■ **PASSAGE TO READ**
____________

Ever read those Patrick O’Brian books with Jack Aubrey and his doctor companion, Stephen Maturin? I have, and I think they’re great. My day job is as a professor with a Ph.D. in literature, so I am supposed to dismiss such works as Master and Commander or Desolation Island as light entertainment. But I am also a sailor, and the depictions of nature, the portraits of characters afloat and the excitement of choices made under pressure never fail to gather my applause. Sure, there’s naval warfare and swordfighting. But mostly there’s the steady pull of sails, and the entertaining collision of personalities.
Now I am no Jack Aubrey, nor was I meant to be. Aubrey is a nautical prodigy, seaborne from childhood and with a head for both heights and navigation. The contrast borders on comedy. As I read on the settee of my Beneteau First 42, my starboard water tank drips into the bilge beneath me, despite my concerted efforts to fix it. Meanwhile, Jack Aubrey is shipping a new rudder with whatever his crew can scrounge together from among the ship’s spares. Off Cape Elizabeth, I’m pinching to make a buoy we will probably end up tacking for. Meanwhile, on my nightstand the dear old frigate Surprise is executing a daring maneuver by running a spring line from her larboard cathead to a towed prize.
Luckily, we readers also have Stephen Maturin, who may know plenty of languages, but can’t tell port from starboard. He entertains with a contrast between vast erudition and stumbles aboard (and overboard!). In Jack Aubrey, cruising sailors have the Age of Sail’s most talented mariner; in Stephen Maturin they have that same age’s most absent-minded but philosophical observer. Combining these two we are blessed with the perfect pair of shipmates.
That said, I think it’s more than just the winning characters that puts Patrick O’Brian in so many saloons. Humor and adventure drive good stories, while O’Brian’s many dry, inside jokes emphasize each character and keep us reading as well. Of the lives of the sailors under his command, Jack says, “They have chosen their cake, and they must lie on it.”
Stephen responds, “You mean they cannot have their bed and eat it.”
In other places it’s the unlikely phrase that grabs us. “Jack, you have debauched my sloth,” Stephen says, or jesting at shipboard terminology: “Do this, do that, gluppit the prawling strangles there.” When you see someone paging through one of these novels, it’s often with a smile. The sun is just rubbing its back on the window panes of Christmas Cove as we motor seaward through the mooring field. On a nearby sloop a woman is having coffee aft, and as we pass, I see she holds the unmistakable cover of a Patrick O’Brian book. I call out, “Jack Aubrey wins in the end!” and we share a laugh, glad to be afloat.
Sailors keep coming back to the Aubrey/Maturin novels because they dramatize a vigorous life, a way of existing in both nature and a well-ordered society. The sea is a place of both clarity and decisiveness for O’Brian, while the terrestrial world is the source of ill humors and wretched con men. Stephen observes more than once that common colds and petty complaints recede with the shore, and that sailors at sea present a “cheerful resilience; a competent readiness; an open conversability; a certain candour.”
Those who go down to the sea in ships are also drawn by an incredible integration with nature. “The taut rigging sang with a greater urgency,” O’Brian writes. “The sound of the water racing along her side mounted to a diffused roar; the complex orchestra of cordage, wood under stress, moving sea and wind, all-pervading sound, exalting to the seaborne ear.”

____________

(Items from a data source)
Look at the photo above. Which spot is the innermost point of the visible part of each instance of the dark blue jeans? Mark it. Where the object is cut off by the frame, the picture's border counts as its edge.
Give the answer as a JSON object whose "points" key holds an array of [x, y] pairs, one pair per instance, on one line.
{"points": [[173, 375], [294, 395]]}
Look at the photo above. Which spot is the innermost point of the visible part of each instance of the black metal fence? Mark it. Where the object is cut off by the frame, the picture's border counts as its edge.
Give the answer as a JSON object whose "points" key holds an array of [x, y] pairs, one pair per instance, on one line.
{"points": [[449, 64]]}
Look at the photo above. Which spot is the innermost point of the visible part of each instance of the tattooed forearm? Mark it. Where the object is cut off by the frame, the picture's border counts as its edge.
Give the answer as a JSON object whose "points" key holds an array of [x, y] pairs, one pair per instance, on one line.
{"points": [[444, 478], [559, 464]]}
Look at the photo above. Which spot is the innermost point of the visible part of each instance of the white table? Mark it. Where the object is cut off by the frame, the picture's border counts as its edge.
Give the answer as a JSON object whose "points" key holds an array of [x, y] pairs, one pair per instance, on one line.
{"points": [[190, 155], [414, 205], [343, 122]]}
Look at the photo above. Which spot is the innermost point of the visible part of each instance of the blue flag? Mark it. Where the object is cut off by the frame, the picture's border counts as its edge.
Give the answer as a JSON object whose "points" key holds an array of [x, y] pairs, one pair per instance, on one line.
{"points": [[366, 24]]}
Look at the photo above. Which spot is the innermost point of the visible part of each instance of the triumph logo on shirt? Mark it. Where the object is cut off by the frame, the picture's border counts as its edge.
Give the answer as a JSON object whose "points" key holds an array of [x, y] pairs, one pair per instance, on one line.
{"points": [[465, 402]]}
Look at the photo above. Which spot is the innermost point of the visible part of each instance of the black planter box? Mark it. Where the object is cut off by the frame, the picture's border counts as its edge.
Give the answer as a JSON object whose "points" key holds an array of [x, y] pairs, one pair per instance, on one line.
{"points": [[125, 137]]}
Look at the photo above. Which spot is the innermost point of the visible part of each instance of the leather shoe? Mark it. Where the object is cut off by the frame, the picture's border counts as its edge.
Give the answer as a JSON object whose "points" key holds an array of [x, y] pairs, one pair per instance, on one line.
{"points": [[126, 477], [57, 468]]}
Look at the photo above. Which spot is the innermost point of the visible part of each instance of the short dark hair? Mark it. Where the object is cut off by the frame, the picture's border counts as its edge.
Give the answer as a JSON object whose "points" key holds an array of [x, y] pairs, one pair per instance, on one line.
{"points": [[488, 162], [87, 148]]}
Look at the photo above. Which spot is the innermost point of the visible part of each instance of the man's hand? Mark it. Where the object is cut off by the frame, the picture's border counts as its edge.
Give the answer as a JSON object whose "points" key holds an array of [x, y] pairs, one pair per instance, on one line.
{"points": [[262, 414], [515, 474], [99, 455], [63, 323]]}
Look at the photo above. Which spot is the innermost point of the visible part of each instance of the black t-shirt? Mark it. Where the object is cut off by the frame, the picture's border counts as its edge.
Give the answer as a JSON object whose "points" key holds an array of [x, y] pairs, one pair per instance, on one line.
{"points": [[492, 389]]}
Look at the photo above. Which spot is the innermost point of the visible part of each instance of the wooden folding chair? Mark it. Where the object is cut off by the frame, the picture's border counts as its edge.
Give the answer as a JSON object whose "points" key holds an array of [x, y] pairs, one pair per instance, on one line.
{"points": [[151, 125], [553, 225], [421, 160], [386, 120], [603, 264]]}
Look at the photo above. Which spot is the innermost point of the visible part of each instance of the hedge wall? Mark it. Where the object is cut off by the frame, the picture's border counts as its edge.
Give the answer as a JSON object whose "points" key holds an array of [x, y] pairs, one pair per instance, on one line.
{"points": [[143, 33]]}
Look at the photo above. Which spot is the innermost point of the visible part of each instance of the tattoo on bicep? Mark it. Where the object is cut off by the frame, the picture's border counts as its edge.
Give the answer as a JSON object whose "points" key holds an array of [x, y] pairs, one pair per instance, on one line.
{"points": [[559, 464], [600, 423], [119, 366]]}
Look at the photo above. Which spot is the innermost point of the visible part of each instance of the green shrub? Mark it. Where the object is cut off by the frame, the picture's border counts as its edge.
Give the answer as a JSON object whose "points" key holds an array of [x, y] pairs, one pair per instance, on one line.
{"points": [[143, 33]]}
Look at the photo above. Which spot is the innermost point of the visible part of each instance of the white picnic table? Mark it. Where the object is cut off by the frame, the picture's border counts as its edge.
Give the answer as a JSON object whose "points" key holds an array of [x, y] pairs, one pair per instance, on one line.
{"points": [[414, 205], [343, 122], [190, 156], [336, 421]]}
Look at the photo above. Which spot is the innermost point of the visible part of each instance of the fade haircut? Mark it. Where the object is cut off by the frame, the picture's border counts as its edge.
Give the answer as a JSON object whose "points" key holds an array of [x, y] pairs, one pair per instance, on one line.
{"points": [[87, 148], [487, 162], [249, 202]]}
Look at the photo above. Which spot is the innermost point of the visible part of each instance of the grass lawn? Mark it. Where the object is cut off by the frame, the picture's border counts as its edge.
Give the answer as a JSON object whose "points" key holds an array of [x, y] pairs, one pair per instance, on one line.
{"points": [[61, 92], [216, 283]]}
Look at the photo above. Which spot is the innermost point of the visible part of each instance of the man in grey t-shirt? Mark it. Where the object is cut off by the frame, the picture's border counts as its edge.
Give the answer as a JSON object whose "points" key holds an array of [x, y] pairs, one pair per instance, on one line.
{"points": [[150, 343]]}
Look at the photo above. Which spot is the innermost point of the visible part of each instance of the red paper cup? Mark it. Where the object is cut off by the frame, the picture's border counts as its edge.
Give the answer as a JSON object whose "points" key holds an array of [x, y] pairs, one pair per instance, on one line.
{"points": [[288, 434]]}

____________

Please write out the part of the essay on the Patrick O’Brian novels that opens with the words containing "Now I am no" and closes with "a towed prize.", replacing "settee" with "bunk".

■ **ANSWER TO THIS EXERCISE**
Now I am no Jack Aubrey, nor was I meant to be. Aubrey is a nautical prodigy, seaborne from childhood and with a head for both heights and navigation. The contrast borders on comedy. As I read on the bunk of my Beneteau First 42, my starboard water tank drips into the bilge beneath me, despite my concerted efforts to fix it. Meanwhile, Jack Aubrey is shipping a new rudder with whatever his crew can scrounge together from among the ship’s spares. Off Cape Elizabeth, I’m pinching to make a buoy we will probably end up tacking for. Meanwhile, on my nightstand the dear old frigate Surprise is executing a daring maneuver by running a spring line from her larboard cathead to a towed prize.